Texto para leer:
----------

Este último aspecto nos lleva a interrogarnos por el proceso de reivindicación de la política que gran parte de la bibliografía especializada atribuye al gobierno de Néstor Kirchner. Si lo que afirmamos es en alguna medida atendible, es dable pensar que algunos esbozos del proceso de construcción de una nueva legitimidad para la política habían comenzado a trazarse ya durante 2002. Dicho proceso supuso una redefinición de parte de los parámetros de legitimidad de los actores, prácticas y discursos en los cuales se disputaba y definía lo común de la comunidad. Al respecto, un análisis de la campaña presidencial de 2003 (Cané Pastorutti, 2022) permite ver que la contracara del cuestionamiento explícito a la mediación político-institucional que se registró en los discursos de los y las candidatas fue la reivindicación de “la política”, asociada ahora a lo ético-valorativo (convicciones, ideas, valores) y a lo programático (proyectos de país). Ambos elementos solo eran posibles en un campo discursivo de lo político que consideraba como legítimas a una variedad de alternativas, es decir, que concebía un tiempo comunitario en el que pasado, presente y futuro no estaban ya escritos de antemano.

Observaciones finales y discusión

El análisis de los modos de construir el objeto “crisis” en los discursos políticos del periodo 1999-2003 permitió identificar dos grandes diagnósticos antagónicos: una articulación fiscalista (y la asistencialista, subsidiaria de ella) y otra mercadointernista. La primera evaluaba que la crisis (ya desde fines de 1999) y su principal efecto —el desempleo— se habían originado en la corrupción y la ineficacia de los años menemistas, respecto de los cuales trazaba una frontera política (Aboy Carlés, 2001) para consignarlos como un pasado que debía ser dejado atrás, pero que aún amenazaba el presente. Estos argumentos se articulaban con una concepción inevitabilista del tiempo de lo común, sostenida sobre un triple dispositivo temporal: excepcionalidad de la situación causada por aquel pasado ominoso, inevitabilidad de las medidas a tomar en el presente, inexorabilidad de un futuro promisorio originado en las consecuencias positivas de esas medidas. Asimismo, se consolidó en el campo discursivo de lo político una articulación de argumentos que denominamos mercadointernista y que no solo cuestionaba ese inevitabilismo (subrayando la posibilidad de caminos alternativos), sino que también entendía que la salida de la crisis requería una mejora en la distribución de los ingresos y el consumo, sobre la base de la producción nacional orientada al mercado interno. Al tiempo que el fiscalismo y su modo de concepción del tiempo-uno hegemonizó relativamente el campo discursivo de lo político hasta fines de 2001, se consolidó un nuevo consenso mercadointernista que se plasmó finalmente en la política del gobierno provisional de Eduardo Duhalde. Este reunió al mercadointernismo con dos elementos que serían cruciales como superficie discursiva de emergencia de la identidad política kirchnerista: la política en clave de pugna de “modelos” (económicos, políticos, sociales, culturales) y una narrativa que trazaba una nueva frontera política en la historia argentina. Esta última permitió al gobierno de Duhalde diferenciarse del pasado del “modelo neoliberal” que —se advertía ahora— había sido inaugurado por la última dictadura militar y profundizado por los gobiernos de Menem y de la Rúa.

----------

Extractos de entradas:
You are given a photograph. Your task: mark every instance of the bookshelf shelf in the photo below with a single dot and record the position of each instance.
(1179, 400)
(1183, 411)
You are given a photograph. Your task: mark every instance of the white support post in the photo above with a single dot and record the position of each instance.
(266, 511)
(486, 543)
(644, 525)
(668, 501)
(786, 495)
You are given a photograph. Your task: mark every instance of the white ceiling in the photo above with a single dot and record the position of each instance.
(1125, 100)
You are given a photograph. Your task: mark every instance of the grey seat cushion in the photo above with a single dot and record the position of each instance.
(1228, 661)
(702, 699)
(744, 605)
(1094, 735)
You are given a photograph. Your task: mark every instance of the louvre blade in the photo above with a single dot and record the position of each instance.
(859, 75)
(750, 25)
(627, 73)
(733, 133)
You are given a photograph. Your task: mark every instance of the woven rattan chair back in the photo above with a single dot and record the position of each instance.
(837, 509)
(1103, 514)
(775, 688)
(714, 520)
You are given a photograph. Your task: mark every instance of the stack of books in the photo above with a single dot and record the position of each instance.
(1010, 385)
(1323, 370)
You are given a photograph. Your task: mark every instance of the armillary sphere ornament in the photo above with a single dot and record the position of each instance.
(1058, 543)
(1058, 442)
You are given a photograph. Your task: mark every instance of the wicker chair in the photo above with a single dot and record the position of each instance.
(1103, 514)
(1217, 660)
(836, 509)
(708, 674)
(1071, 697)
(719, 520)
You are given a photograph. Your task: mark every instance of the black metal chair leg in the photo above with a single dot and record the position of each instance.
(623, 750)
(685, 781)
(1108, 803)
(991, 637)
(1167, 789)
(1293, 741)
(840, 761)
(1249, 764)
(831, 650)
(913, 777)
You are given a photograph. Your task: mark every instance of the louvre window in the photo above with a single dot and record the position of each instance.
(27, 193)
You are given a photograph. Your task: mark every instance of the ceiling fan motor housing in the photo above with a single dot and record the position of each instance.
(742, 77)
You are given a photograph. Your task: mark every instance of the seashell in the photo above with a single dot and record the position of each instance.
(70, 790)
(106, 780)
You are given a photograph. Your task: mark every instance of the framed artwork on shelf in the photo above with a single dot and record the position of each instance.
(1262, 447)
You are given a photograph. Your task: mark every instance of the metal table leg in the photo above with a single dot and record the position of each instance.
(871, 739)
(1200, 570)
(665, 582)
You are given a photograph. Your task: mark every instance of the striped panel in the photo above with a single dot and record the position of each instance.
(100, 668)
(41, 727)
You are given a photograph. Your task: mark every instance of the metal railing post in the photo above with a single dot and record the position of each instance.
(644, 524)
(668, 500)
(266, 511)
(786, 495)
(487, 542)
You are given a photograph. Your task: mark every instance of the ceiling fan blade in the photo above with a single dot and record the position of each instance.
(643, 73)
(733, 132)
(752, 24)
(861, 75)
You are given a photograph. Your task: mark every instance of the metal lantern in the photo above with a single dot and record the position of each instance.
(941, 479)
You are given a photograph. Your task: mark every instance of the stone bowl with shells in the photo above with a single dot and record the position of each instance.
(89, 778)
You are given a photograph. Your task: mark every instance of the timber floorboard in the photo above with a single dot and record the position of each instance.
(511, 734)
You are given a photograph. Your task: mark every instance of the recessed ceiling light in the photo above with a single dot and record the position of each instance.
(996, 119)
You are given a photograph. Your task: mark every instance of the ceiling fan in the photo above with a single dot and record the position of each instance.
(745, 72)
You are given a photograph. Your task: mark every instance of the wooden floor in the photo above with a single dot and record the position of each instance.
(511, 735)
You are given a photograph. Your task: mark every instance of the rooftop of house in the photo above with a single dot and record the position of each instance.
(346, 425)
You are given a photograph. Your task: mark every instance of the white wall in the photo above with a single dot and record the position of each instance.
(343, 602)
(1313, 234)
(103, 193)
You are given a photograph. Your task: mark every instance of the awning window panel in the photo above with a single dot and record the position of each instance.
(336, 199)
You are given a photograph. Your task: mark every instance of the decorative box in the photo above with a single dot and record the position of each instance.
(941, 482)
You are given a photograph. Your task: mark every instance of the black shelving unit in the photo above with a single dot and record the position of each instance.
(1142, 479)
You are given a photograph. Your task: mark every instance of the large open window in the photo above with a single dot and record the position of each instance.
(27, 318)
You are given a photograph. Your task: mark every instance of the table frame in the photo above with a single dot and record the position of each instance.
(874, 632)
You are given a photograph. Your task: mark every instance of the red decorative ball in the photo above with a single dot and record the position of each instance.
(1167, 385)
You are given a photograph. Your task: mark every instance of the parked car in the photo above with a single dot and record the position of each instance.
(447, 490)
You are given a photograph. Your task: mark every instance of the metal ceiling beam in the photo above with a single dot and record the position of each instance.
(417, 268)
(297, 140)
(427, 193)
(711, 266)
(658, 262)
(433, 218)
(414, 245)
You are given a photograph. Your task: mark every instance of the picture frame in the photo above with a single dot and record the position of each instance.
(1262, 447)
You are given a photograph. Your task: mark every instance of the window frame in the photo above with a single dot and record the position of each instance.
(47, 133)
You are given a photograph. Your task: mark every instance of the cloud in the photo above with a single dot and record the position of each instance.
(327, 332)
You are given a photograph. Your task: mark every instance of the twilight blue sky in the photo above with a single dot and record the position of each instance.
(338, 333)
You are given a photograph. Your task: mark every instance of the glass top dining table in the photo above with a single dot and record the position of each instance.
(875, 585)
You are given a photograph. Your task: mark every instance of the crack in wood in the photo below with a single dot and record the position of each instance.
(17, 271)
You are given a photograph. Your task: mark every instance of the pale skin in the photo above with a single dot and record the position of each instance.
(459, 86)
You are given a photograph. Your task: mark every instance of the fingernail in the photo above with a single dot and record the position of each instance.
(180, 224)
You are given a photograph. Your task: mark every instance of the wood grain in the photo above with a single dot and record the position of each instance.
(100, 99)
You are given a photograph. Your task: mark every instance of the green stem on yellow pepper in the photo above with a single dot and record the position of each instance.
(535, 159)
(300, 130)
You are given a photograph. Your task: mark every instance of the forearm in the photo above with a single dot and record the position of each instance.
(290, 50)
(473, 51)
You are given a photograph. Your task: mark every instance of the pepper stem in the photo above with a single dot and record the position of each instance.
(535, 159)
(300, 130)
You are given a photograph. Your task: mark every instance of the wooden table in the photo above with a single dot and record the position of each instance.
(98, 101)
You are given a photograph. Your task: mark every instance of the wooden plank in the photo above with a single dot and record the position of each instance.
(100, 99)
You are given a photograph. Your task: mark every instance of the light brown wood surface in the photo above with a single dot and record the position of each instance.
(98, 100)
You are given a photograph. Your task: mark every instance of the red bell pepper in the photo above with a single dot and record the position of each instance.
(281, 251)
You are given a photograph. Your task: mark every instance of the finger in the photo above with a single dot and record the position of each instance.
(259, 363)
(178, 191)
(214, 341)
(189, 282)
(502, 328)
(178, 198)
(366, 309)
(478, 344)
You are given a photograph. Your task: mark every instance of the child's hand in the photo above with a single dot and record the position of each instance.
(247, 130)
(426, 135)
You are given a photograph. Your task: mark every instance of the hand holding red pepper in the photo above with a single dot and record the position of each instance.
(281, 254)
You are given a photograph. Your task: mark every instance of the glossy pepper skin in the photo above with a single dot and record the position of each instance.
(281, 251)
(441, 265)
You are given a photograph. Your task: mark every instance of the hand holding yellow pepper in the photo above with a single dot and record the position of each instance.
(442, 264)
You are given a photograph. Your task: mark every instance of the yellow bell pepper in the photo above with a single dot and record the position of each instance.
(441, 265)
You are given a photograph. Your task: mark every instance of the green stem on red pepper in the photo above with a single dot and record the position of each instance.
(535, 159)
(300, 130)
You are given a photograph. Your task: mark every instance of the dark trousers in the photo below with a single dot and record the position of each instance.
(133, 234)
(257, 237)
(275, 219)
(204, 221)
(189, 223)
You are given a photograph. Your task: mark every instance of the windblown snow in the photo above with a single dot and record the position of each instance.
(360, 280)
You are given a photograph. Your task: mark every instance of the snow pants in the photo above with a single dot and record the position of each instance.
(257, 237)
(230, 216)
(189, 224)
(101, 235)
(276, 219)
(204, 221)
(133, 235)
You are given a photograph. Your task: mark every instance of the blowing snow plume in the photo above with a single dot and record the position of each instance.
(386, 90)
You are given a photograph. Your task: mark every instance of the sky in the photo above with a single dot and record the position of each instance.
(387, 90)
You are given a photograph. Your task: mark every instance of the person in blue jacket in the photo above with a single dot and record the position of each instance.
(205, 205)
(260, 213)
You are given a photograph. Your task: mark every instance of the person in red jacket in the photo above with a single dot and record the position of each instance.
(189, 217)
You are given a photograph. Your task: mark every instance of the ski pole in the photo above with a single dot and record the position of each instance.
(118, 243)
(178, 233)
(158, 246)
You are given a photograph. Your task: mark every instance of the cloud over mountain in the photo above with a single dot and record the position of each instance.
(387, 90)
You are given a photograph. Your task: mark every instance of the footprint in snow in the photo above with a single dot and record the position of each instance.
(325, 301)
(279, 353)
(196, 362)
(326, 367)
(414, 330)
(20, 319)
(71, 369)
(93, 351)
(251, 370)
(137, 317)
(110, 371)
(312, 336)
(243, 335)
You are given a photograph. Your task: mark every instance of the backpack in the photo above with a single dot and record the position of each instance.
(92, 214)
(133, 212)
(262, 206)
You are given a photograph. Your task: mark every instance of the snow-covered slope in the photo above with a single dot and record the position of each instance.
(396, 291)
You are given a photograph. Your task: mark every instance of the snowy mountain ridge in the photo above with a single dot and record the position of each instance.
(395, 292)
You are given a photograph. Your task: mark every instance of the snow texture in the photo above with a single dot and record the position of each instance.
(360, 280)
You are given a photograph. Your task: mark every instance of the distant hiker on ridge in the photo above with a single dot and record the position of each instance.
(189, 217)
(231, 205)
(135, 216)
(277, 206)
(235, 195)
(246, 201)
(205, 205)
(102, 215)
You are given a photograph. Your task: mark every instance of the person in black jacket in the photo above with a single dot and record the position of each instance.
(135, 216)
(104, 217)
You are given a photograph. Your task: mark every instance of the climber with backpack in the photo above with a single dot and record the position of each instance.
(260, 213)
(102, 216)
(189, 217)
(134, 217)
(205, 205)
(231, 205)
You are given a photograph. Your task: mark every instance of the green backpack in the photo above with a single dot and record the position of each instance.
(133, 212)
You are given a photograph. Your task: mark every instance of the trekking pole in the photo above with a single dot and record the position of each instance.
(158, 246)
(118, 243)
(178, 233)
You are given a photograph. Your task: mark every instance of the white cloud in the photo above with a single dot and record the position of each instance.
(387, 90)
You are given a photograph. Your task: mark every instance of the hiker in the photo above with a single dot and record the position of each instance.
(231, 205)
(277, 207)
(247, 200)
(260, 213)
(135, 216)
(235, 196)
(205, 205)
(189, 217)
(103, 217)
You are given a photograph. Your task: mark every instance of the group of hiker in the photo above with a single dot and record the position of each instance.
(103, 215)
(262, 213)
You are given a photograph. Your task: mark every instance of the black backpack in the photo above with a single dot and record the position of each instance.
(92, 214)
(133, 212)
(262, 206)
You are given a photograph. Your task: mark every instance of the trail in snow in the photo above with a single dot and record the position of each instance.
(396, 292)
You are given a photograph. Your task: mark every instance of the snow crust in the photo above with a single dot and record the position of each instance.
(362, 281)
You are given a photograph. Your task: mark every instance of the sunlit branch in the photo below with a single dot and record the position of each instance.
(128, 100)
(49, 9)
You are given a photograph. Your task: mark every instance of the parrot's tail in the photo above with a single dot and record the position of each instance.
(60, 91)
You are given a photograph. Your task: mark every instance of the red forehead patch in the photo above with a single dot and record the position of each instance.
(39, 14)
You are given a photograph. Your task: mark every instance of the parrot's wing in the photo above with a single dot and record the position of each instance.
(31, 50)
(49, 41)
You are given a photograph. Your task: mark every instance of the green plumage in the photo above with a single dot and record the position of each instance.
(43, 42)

----------

Trabajo por hacer: Según el texto para leer, ¿en la política de qué gobierno se plasmó finalmente el nuevo consenso mercadointernista? Las entradas provienen de una fuente distinta a la del texto.

Respuesta completa: En la política del gobierno provisional de Eduardo Duhalde.